Exercise material below:

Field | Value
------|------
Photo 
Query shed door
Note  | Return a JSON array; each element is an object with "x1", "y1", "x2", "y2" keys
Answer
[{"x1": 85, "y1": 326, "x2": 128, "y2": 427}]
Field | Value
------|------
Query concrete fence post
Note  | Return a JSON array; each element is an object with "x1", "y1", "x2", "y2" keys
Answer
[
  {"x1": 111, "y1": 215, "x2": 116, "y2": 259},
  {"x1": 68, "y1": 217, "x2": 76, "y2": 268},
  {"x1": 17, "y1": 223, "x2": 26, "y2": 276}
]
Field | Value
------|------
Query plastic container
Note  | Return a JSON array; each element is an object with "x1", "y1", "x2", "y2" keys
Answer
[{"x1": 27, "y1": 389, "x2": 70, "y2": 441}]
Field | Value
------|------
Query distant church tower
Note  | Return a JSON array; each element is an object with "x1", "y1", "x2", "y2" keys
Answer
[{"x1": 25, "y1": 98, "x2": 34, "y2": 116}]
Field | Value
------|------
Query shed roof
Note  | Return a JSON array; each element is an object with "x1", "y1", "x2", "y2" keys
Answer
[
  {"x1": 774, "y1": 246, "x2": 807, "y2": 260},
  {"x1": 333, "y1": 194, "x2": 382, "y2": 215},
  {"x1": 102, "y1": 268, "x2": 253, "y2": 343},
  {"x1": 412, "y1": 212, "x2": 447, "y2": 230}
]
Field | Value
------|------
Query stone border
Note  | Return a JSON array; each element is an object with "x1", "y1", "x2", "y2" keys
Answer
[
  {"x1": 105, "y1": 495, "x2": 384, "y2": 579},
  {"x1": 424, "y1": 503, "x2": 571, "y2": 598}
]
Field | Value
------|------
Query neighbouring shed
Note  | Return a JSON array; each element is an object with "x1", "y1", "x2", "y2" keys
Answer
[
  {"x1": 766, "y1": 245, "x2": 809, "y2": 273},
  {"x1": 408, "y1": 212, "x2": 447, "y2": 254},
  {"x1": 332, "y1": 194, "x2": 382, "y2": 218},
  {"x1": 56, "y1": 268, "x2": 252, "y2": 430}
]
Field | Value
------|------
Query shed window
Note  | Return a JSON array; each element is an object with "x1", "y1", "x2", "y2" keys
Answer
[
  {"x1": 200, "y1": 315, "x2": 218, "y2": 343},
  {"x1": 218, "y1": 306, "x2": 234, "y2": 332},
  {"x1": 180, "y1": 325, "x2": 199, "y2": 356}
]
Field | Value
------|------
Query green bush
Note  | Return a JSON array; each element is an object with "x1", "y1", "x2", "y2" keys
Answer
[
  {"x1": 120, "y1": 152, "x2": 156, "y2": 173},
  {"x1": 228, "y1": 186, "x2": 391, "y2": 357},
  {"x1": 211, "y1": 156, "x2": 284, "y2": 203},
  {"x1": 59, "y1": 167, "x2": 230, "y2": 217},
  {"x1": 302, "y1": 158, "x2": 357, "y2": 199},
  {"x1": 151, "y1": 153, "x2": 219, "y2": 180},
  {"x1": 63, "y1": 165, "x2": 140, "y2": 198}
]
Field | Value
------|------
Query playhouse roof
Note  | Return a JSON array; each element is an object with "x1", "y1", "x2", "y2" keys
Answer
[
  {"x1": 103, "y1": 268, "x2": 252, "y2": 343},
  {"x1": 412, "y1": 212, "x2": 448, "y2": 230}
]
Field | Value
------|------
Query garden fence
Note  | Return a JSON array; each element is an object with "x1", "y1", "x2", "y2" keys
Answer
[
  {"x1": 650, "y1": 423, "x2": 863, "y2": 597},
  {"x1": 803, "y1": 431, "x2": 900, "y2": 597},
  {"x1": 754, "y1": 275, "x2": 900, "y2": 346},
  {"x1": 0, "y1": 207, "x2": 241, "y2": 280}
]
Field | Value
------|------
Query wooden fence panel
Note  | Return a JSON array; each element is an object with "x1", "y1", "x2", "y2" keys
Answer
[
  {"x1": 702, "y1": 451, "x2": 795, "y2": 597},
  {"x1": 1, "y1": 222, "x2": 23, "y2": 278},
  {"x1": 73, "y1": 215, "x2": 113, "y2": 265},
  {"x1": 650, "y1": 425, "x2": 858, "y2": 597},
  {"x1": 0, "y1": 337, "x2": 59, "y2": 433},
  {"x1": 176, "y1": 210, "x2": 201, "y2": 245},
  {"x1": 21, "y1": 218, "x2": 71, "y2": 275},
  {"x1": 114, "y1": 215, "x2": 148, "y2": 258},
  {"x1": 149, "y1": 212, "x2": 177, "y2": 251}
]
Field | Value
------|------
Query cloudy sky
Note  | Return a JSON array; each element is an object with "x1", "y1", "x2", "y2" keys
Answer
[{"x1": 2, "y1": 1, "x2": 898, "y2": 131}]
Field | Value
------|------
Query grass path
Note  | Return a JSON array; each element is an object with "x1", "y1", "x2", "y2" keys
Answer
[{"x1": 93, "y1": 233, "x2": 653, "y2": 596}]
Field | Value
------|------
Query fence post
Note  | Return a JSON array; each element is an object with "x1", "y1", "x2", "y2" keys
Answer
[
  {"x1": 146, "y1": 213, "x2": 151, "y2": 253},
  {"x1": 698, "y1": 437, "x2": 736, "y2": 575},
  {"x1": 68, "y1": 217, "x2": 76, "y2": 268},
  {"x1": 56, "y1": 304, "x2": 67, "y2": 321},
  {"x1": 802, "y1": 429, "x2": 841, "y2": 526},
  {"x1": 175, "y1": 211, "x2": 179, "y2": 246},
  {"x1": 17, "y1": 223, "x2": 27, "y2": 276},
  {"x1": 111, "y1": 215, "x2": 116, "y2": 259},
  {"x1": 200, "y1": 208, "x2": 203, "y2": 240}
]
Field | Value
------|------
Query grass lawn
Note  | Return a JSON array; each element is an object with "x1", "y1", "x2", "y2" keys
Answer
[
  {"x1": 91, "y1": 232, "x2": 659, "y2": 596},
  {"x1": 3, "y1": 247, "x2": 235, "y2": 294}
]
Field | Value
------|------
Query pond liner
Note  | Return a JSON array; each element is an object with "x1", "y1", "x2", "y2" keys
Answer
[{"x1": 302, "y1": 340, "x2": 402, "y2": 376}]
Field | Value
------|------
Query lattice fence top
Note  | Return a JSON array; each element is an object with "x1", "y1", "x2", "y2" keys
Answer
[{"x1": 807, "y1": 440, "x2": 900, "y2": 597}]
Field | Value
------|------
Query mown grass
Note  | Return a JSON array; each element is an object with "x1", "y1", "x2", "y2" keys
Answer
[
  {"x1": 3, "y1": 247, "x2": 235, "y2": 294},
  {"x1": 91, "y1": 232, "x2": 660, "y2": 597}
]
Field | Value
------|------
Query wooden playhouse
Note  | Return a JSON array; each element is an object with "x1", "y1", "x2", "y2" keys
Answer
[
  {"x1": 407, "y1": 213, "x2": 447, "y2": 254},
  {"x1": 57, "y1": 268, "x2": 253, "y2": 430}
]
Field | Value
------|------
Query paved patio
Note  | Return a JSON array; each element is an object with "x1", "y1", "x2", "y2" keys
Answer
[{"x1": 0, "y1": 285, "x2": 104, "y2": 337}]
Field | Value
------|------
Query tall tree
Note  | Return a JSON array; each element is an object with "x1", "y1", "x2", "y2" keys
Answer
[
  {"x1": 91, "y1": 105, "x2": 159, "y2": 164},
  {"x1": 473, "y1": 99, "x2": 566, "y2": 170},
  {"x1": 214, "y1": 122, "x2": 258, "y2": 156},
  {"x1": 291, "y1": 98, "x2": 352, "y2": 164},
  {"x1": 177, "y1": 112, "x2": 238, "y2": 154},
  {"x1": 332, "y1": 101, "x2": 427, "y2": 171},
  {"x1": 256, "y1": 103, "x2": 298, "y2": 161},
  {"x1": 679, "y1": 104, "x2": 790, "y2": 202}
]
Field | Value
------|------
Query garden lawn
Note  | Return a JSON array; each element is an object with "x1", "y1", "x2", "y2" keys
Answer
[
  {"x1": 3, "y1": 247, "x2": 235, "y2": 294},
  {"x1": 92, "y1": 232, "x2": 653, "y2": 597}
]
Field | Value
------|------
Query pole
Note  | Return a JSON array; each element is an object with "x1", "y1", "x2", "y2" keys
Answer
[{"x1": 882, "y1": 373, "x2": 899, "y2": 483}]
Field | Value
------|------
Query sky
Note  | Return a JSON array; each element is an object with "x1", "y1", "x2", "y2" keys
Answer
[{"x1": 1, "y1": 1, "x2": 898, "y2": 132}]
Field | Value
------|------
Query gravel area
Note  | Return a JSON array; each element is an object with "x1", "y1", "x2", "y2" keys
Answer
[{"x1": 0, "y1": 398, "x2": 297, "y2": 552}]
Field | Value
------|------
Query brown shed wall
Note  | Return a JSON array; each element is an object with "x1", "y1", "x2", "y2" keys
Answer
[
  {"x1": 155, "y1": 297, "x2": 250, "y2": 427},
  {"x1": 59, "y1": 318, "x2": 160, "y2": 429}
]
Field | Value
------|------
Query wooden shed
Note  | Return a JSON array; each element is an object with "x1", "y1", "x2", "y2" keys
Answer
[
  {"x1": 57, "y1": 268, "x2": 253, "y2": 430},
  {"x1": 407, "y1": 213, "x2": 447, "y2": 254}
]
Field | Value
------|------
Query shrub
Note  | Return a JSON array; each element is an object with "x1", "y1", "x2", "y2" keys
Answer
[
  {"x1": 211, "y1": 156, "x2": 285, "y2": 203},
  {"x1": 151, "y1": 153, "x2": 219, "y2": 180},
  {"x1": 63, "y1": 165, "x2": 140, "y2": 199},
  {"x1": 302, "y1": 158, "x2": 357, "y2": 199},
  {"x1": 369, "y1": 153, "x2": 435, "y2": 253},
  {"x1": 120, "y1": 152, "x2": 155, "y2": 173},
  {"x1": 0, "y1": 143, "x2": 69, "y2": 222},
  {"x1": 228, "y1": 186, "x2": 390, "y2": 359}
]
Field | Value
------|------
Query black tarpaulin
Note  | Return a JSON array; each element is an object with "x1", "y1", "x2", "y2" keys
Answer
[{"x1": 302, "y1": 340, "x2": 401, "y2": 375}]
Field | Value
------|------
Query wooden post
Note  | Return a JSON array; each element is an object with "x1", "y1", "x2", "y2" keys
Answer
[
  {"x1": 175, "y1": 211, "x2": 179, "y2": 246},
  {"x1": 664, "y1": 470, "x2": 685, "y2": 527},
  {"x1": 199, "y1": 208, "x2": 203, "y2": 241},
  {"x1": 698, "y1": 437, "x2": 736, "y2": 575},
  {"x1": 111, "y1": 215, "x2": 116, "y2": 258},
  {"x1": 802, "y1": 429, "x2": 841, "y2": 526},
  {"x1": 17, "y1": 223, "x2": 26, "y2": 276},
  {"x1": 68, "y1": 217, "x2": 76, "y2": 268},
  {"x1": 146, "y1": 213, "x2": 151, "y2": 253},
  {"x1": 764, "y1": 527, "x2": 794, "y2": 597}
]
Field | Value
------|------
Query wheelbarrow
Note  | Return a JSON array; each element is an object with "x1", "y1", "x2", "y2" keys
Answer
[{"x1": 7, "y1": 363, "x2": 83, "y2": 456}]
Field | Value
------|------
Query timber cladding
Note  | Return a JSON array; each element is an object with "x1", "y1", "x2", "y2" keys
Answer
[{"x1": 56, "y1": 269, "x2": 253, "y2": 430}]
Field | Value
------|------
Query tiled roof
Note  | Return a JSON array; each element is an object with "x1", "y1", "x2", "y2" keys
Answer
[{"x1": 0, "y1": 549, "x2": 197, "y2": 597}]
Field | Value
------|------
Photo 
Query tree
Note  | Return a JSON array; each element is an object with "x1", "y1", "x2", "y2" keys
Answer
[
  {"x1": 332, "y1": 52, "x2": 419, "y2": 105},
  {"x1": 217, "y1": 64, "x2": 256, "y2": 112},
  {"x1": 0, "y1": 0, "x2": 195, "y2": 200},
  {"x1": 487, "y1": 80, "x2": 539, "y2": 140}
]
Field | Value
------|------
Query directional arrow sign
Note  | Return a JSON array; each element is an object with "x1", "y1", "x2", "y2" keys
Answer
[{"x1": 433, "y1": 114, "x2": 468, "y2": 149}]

End of Exercise material.

■ **The task**: Apply a filter for "shed" to the data above, then copy each line that matches.

■ **Answer section**:
Query shed door
Query shed roof
Query neighbouring shed
Query shed window
Query brown shed wall
Query wooden shed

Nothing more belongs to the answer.